======== Task input ========

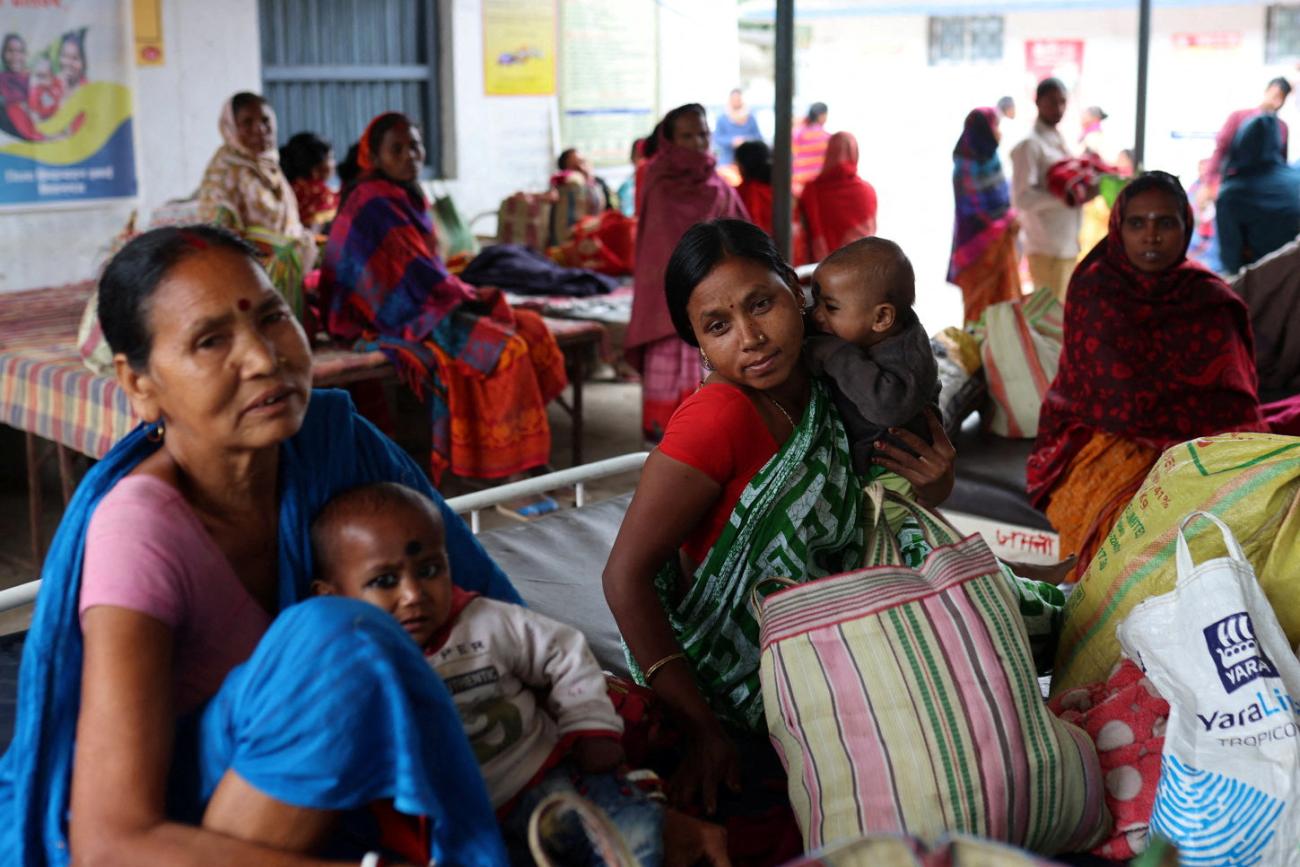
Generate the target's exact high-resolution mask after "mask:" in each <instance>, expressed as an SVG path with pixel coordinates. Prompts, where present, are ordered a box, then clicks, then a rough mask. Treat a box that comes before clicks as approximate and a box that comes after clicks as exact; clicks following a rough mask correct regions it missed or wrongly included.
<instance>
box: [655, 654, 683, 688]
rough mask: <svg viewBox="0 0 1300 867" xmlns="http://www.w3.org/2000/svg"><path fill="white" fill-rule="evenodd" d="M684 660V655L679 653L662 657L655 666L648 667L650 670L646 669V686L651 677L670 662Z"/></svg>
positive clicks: (656, 662) (656, 674)
mask: <svg viewBox="0 0 1300 867" xmlns="http://www.w3.org/2000/svg"><path fill="white" fill-rule="evenodd" d="M685 658H686V654H684V653H680V651H679V653H675V654H668V655H667V656H664V658H663V659H660V660H659V662H656V663H655V664H653V666H650V668H646V685H649V684H650V679H651V677H654V676H655V675H658V673H659V669H660V668H663V667H664V666H667V664H668V663H671V662H676V660H679V659H685Z"/></svg>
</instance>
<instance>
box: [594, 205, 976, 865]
mask: <svg viewBox="0 0 1300 867" xmlns="http://www.w3.org/2000/svg"><path fill="white" fill-rule="evenodd" d="M664 283H666V294H667V299H668V309H669V313H671V315H672V321H673V325H675V326H676V330H677V333H679V334H680V335H681V338H682V339H684V341H686V342H688V343H690V344H693V346H698V347H699V352H701V356H702V360H703V363H705V367H706V369H708V370H711V372H710V373H708V377H707V378H706V380H705V383H703V386H702V387H701V389H699V390H698V391H697V393H695V394H694V395H692V396H690V398H688V399H686V400H685V402H684V403H682V404H681V406H680V407H679V408H677V411H676V413H675V415H673V417H672V420H671V421H669V424H668V428H667V430H666V433H664V438H663V441H662V442H660V445H659V447H658V448H656V450H655V451H654V452H651V455H650V458H649V459H647V461H646V464H645V469H643V471H642V474H641V482H640V484H638V486H637V491H636V495H634V497H633V499H632V504H630V506H629V507H628V513H627V517H625V520H624V523H623V526H621V529H620V532H619V537H617V539H616V541H615V543H614V550H612V551H611V554H610V560H608V564H607V565H606V569H604V591H606V598H607V599H608V603H610V608H611V611H612V612H614V616H615V619H616V620H617V624H619V628H620V630H621V632H623V637H624V640H625V642H627V646H628V651H629V656H630V660H632V663H633V668H634V669H640V673H641V675H642V680H643V681H645V682H646V684H647V685H650V686H651V688H653V689H654V692H655V694H656V697H658V698H659V699H660V701H662V702H663V705H664V706H666V707H667V708H668V711H669V714H671V715H672V716H673V718H675V719H676V721H677V723H679V724H680V725H681V728H682V729H684V732H685V734H684V738H682V741H684V753H685V754H684V757H682V760H681V764H680V767H679V770H677V771H676V773H675V775H673V777H672V780H671V784H669V794H671V797H672V799H673V801H675V802H676V803H679V805H682V806H692V805H698V806H702V807H703V810H705V811H706V812H708V814H715V815H718V816H720V818H723V819H724V820H727V824H728V827H729V828H731V832H732V833H731V837H732V840H733V842H740V841H737V840H736V837H737V833H736V831H737V828H736V825H733V824H732V823H731V818H732V815H735V812H733V811H732V810H731V809H729V803H731V805H733V806H735V802H736V801H738V799H740V801H744V799H745V798H746V797H748V796H753V794H754V786H753V785H750V781H749V779H748V777H749V776H750V773H751V770H754V768H762V767H767V768H776V772H777V773H779V772H780V766H779V763H777V762H776V757H775V753H772V749H771V746H770V745H768V742H767V731H766V725H764V721H763V708H762V697H761V693H759V685H758V659H759V649H758V624H757V621H755V619H754V612H753V610H751V607H750V594H751V591H753V589H754V588H757V586H758V585H761V584H762V582H763V581H764V580H766V578H771V577H776V576H783V577H792V578H794V580H796V581H806V580H811V578H818V577H823V576H827V575H833V573H836V572H840V571H845V569H850V568H855V567H857V565H859V564H861V559H862V546H863V530H862V524H863V520H862V516H863V494H862V480H859V478H858V477H857V476H854V473H853V468H852V460H850V455H849V443H848V437H846V435H845V432H844V425H842V422H841V421H840V416H839V413H837V412H836V409H835V404H833V403H832V402H831V399H829V396H828V394H827V391H826V389H824V386H822V385H820V383H819V382H816V381H814V380H813V377H811V376H810V374H809V370H807V368H806V365H805V363H803V359H802V344H803V316H802V302H801V298H802V295H801V292H800V287H798V283H797V281H796V277H794V272H793V270H792V269H790V266H789V265H788V264H787V263H785V261H784V260H783V259H781V257H780V253H779V252H777V251H776V248H775V246H774V244H772V240H771V239H770V238H768V237H767V234H764V233H763V231H762V230H761V229H757V227H754V226H753V225H750V224H748V222H742V221H736V220H716V221H712V222H707V224H699V225H697V226H694V227H693V229H690V230H689V231H688V233H686V234H685V235H684V237H682V239H681V242H680V243H679V244H677V248H676V250H675V251H673V255H672V259H671V261H669V263H668V268H667V272H666V277H664ZM931 430H932V434H933V439H935V445H932V446H931V445H928V443H924V442H923V441H922V439H920V438H919V437H915V435H913V434H910V433H907V432H902V430H901V432H896V435H897V437H898V438H900V439H901V441H902V442H906V443H907V445H909V446H910V447H911V450H913V452H915V454H907V452H906V451H904V450H901V448H897V447H893V446H891V445H889V443H885V442H881V443H878V446H876V450H878V458H876V463H879V464H881V465H883V467H885V468H887V469H891V471H893V472H894V473H897V474H900V476H902V477H904V478H906V480H907V481H909V482H910V484H911V485H913V487H914V490H915V494H917V498H918V499H919V500H920V502H922V503H924V504H927V506H936V504H939V503H940V502H943V500H944V499H945V498H946V497H948V494H949V493H950V491H952V486H953V459H954V450H953V447H952V445H950V443H949V441H948V438H946V437H945V435H944V432H943V428H941V425H940V424H939V421H937V419H931ZM742 757H744V759H742ZM742 771H744V772H745V775H746V781H745V783H746V784H745V786H744V788H745V789H746V792H745V793H742V794H738V793H740V789H741V788H742V786H741V772H742ZM779 797H784V786H783V788H781V793H780V796H779ZM741 810H742V811H744V807H741ZM764 829H766V828H764ZM733 858H735V853H733ZM737 861H738V859H737Z"/></svg>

========

• [Assignment] Could you transcribe all of the data above character for character, leaving the pictures out?

• [Solution]
Generate the target's exact high-resolution mask after "mask:" in each <instance>, expressed as an SVG path with pixel coordinates. Prompts, where present, are ordered a box, then clicks, then a rough mask. Treat a box that comes before clicks as approximate and a box that comes after clicks as exact; clicks following a rough mask correct regions it missed or wrongly included.
<instance>
box: [655, 654, 683, 688]
rough mask: <svg viewBox="0 0 1300 867" xmlns="http://www.w3.org/2000/svg"><path fill="white" fill-rule="evenodd" d="M684 660V655L679 653L662 657L655 666L648 667L650 670L646 669V686L651 677L670 662Z"/></svg>
positive clicks: (656, 662) (656, 674)
mask: <svg viewBox="0 0 1300 867" xmlns="http://www.w3.org/2000/svg"><path fill="white" fill-rule="evenodd" d="M685 658H686V654H684V653H680V651H679V653H675V654H668V655H667V656H664V658H663V659H660V660H659V662H656V663H655V664H653V666H650V668H646V685H649V684H650V679H651V677H654V676H655V675H658V673H659V669H660V668H663V667H664V666H667V664H668V663H671V662H676V660H679V659H685Z"/></svg>
</instance>
<instance>
box: [594, 205, 976, 865]
mask: <svg viewBox="0 0 1300 867" xmlns="http://www.w3.org/2000/svg"><path fill="white" fill-rule="evenodd" d="M664 283H666V294H667V299H668V309H669V313H671V315H672V321H673V325H675V326H676V330H677V333H679V334H680V335H681V338H682V339H684V341H686V342H688V343H690V344H693V346H698V347H699V352H701V356H702V360H703V363H705V367H706V369H708V370H711V372H710V373H708V377H707V378H706V380H705V383H703V386H702V387H701V389H699V390H698V391H697V393H695V394H694V395H692V396H690V398H688V399H686V400H685V402H684V403H682V404H681V406H680V407H679V408H677V411H676V413H675V415H673V417H672V420H671V421H669V424H668V428H667V430H666V433H664V438H663V441H662V442H660V445H659V447H658V448H656V450H655V451H654V452H651V455H650V458H649V459H647V461H646V464H645V469H643V471H642V474H641V482H640V484H638V486H637V491H636V495H634V497H633V499H632V504H630V506H629V507H628V513H627V517H625V520H624V523H623V526H621V529H620V532H619V537H617V539H616V541H615V543H614V550H612V551H611V554H610V560H608V564H607V565H606V569H604V591H606V598H607V599H608V603H610V608H611V611H612V612H614V616H615V619H616V620H617V624H619V628H620V630H621V632H623V637H624V640H625V642H627V646H628V651H629V656H630V660H632V663H633V668H634V669H640V673H641V675H642V680H643V681H645V682H646V684H647V685H650V686H651V688H653V689H654V692H655V694H656V697H658V698H659V699H660V701H662V702H663V705H664V706H666V707H667V708H668V711H669V714H671V715H672V716H673V718H675V719H676V721H677V723H679V724H680V725H681V728H682V729H684V732H685V734H684V738H682V741H684V753H685V754H684V757H682V760H681V764H680V767H679V770H677V771H676V773H675V775H673V777H672V780H671V784H669V794H671V797H672V799H673V801H675V802H676V803H679V805H682V806H692V805H698V806H702V807H703V810H705V811H706V812H708V814H715V815H718V816H720V818H723V819H724V820H727V824H728V827H729V828H731V832H732V833H731V837H732V840H733V842H740V841H737V840H736V837H737V833H736V831H737V828H736V825H733V824H732V823H731V818H732V815H735V812H733V811H732V810H731V809H729V803H731V805H733V806H735V802H736V801H738V799H740V801H744V799H745V798H746V797H748V796H753V794H754V786H753V785H750V781H749V779H748V777H749V776H750V773H751V770H754V768H762V767H767V768H776V772H777V773H779V772H780V766H779V763H777V762H776V757H775V753H772V749H771V746H770V745H768V742H767V731H766V725H764V721H763V708H762V697H761V693H759V685H758V659H759V649H758V624H757V621H755V619H754V612H753V610H751V607H750V594H751V591H753V589H754V588H757V586H758V585H761V584H762V582H763V581H764V580H766V578H771V577H776V576H783V577H792V578H794V580H796V581H806V580H811V578H818V577H823V576H827V575H833V573H836V572H840V571H845V569H850V568H855V567H857V565H859V564H861V559H862V546H863V530H862V524H863V520H862V516H863V494H862V480H859V478H858V477H857V476H854V473H853V468H852V460H850V455H849V443H848V437H846V435H845V432H844V425H842V422H841V421H840V416H839V413H837V412H836V409H835V404H833V403H832V402H831V399H829V396H828V394H827V391H826V389H824V386H822V385H820V383H819V382H816V381H814V380H813V377H811V376H810V374H809V370H807V368H806V365H805V363H803V359H802V344H803V316H802V302H801V298H802V295H801V292H800V287H798V283H797V281H796V277H794V272H793V270H792V269H790V266H789V265H788V264H787V263H785V261H784V260H783V259H781V257H780V253H779V252H777V251H776V248H775V246H774V244H772V240H771V239H770V238H768V237H767V234H764V233H763V231H762V230H761V229H757V227H754V226H753V225H750V224H748V222H742V221H736V220H716V221H712V222H707V224H699V225H697V226H694V227H693V229H690V230H689V231H688V233H686V234H685V235H684V237H682V239H681V242H680V243H679V244H677V248H676V250H675V251H673V255H672V259H671V261H669V263H668V268H667V272H666V277H664ZM931 430H932V434H933V439H935V445H932V446H931V445H928V443H924V442H923V441H922V439H920V438H919V437H915V435H913V434H910V433H907V432H902V430H901V432H896V435H897V437H898V438H900V439H901V441H902V442H906V443H907V445H909V446H910V447H911V450H913V452H915V454H907V452H906V451H904V450H901V448H897V447H893V446H891V445H889V443H885V442H881V443H878V446H876V450H878V458H876V463H879V464H881V465H883V467H885V468H887V469H891V471H893V472H894V473H897V474H900V476H902V477H904V478H906V480H907V481H909V482H910V484H911V485H913V487H914V490H915V494H917V498H918V499H919V500H920V502H922V503H924V504H927V506H936V504H939V503H940V502H943V500H944V499H945V498H946V497H948V494H949V493H950V491H952V486H953V459H954V450H953V447H952V445H950V443H949V441H948V438H946V437H945V435H944V432H943V428H941V425H940V424H939V421H937V419H931ZM742 757H744V759H742ZM742 771H744V772H745V775H746V781H745V783H746V784H745V786H744V788H745V789H746V792H745V793H742V794H738V793H740V789H741V788H742V786H741V772H742ZM779 797H784V786H783V788H781V793H780V796H779ZM741 810H742V811H744V807H741ZM764 829H766V828H764ZM733 858H735V853H733ZM737 861H738V859H737Z"/></svg>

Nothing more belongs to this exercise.